__Brief__. Transcribe the listing exactly, leaving out every picture.

__Records for this task__.
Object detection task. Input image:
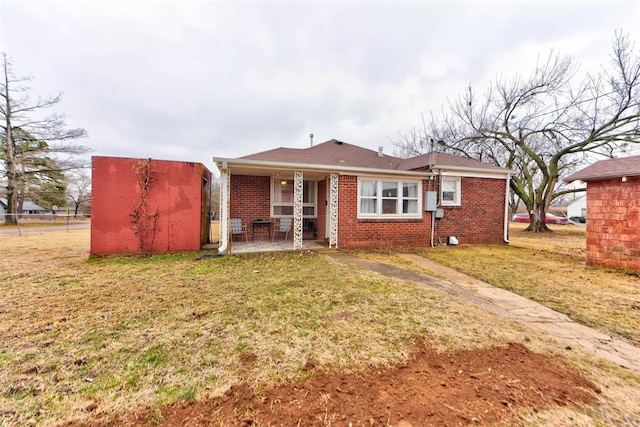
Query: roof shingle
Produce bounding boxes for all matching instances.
[240,139,507,172]
[564,155,640,182]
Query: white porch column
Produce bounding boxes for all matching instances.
[217,165,230,254]
[293,170,304,250]
[329,173,339,248]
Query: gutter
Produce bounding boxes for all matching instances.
[212,157,512,180]
[212,157,432,178]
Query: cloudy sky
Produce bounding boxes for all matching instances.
[1,0,639,173]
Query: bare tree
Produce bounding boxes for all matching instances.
[66,169,92,216]
[0,53,89,224]
[395,33,640,232]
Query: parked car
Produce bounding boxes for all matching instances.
[569,216,586,224]
[511,213,569,224]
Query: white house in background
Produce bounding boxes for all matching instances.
[567,195,587,219]
[0,198,48,217]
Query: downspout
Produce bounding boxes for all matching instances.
[503,174,511,243]
[430,209,435,248]
[217,162,229,254]
[430,169,441,248]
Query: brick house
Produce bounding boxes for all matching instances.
[213,139,512,252]
[565,155,640,271]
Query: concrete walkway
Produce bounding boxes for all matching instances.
[326,252,640,374]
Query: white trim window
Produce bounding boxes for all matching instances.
[272,178,317,217]
[358,178,421,218]
[441,177,461,206]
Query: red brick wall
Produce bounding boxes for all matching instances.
[230,175,272,240]
[336,175,507,249]
[586,177,640,271]
[437,176,507,245]
[228,173,507,248]
[317,179,327,239]
[337,175,431,249]
[91,157,211,254]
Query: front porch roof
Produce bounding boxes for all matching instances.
[211,156,430,179]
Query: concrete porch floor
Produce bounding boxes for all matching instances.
[229,239,328,254]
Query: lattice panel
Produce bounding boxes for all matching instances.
[329,173,339,248]
[293,170,304,250]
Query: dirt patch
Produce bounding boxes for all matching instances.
[108,342,598,426]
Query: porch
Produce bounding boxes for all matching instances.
[229,239,327,254]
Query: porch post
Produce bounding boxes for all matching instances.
[329,173,338,248]
[293,170,304,250]
[217,165,230,254]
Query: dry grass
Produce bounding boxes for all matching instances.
[1,229,541,426]
[415,223,640,346]
[1,228,639,426]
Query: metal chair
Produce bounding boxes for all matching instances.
[230,218,248,241]
[272,218,292,241]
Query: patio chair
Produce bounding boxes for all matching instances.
[230,218,248,241]
[272,218,292,241]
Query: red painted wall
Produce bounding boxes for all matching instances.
[229,172,507,249]
[586,177,640,271]
[91,156,211,254]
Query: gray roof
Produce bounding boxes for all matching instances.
[564,155,640,182]
[0,198,46,211]
[241,139,510,173]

__Solution to the problem__.
Object detection task. Input image:
Query: roof shingle
Produce bounding boxes for all matching instances.
[240,139,507,172]
[564,155,640,182]
Query: white porch column
Produce bounding boxes for all matching instances.
[217,165,230,254]
[293,170,304,250]
[329,173,339,248]
Query: gutter
Produce bounding boxes for all matching instances.
[212,157,512,180]
[212,157,432,178]
Query: cloudy sky
Produce bounding boxes for all matching instances.
[1,0,639,173]
Query: bare tree
Produce bounding boxes for all matching instances.
[66,169,92,216]
[0,53,89,224]
[395,33,640,232]
Query: parked car
Produce bounding boxes for all matching instances.
[569,216,586,224]
[511,213,569,224]
Query: white house in background
Produce bounding boxes for all matching instances.
[567,195,587,219]
[0,198,48,217]
Query: downspout
Produce bounding boxes for all matching instances.
[503,174,511,243]
[430,209,435,248]
[217,162,229,254]
[430,169,441,248]
Query: brick house
Produce bounding boxes for all matching instances.
[213,139,512,252]
[565,155,640,271]
Query: concrete walkway
Produce bounding boxes for all matching instances.
[326,252,640,374]
Query: white trim window
Produce bounding boxes for all matching instances.
[272,178,317,217]
[358,178,421,218]
[441,177,461,206]
Query: red brick wall
Produce bounding boxes for all matching instances.
[230,175,272,240]
[336,175,507,249]
[586,177,640,271]
[437,176,507,245]
[228,173,507,248]
[317,179,327,239]
[337,175,431,249]
[91,157,211,254]
Query: front porch roof
Produce bounding boxes for all matching instances.
[211,156,430,179]
Query: concrete porch floor
Produce bounding boxes for all matching instances.
[229,239,328,254]
Query: lattice panel
Produce bounding boxes for all matching instances.
[329,173,339,248]
[293,170,304,250]
Query: dirt patch
Produce bounding boxes for all matching instances.
[108,342,598,426]
Query: porch
Produce bounding boxes for all matching instances.
[229,239,327,254]
Query: porch post
Produce bounding boxes for all matching instances.
[329,173,338,248]
[293,170,304,250]
[217,165,230,254]
Query: dry grass
Produce bounding boxes for all matching instances.
[1,229,541,426]
[415,223,640,346]
[1,228,639,426]
Query: metal chair
Produce bounding boxes for all matching instances.
[230,218,248,241]
[272,218,292,241]
Query: patio chair
Produce bounding boxes for all matching instances.
[230,218,248,241]
[272,218,292,241]
Query: red painted wall
Produce bounding boxes for all matching instances.
[229,172,507,249]
[586,177,640,271]
[91,156,211,254]
Query: gray roof
Produce bounding boxes for all matching instances.
[564,155,640,182]
[0,198,46,211]
[241,139,510,173]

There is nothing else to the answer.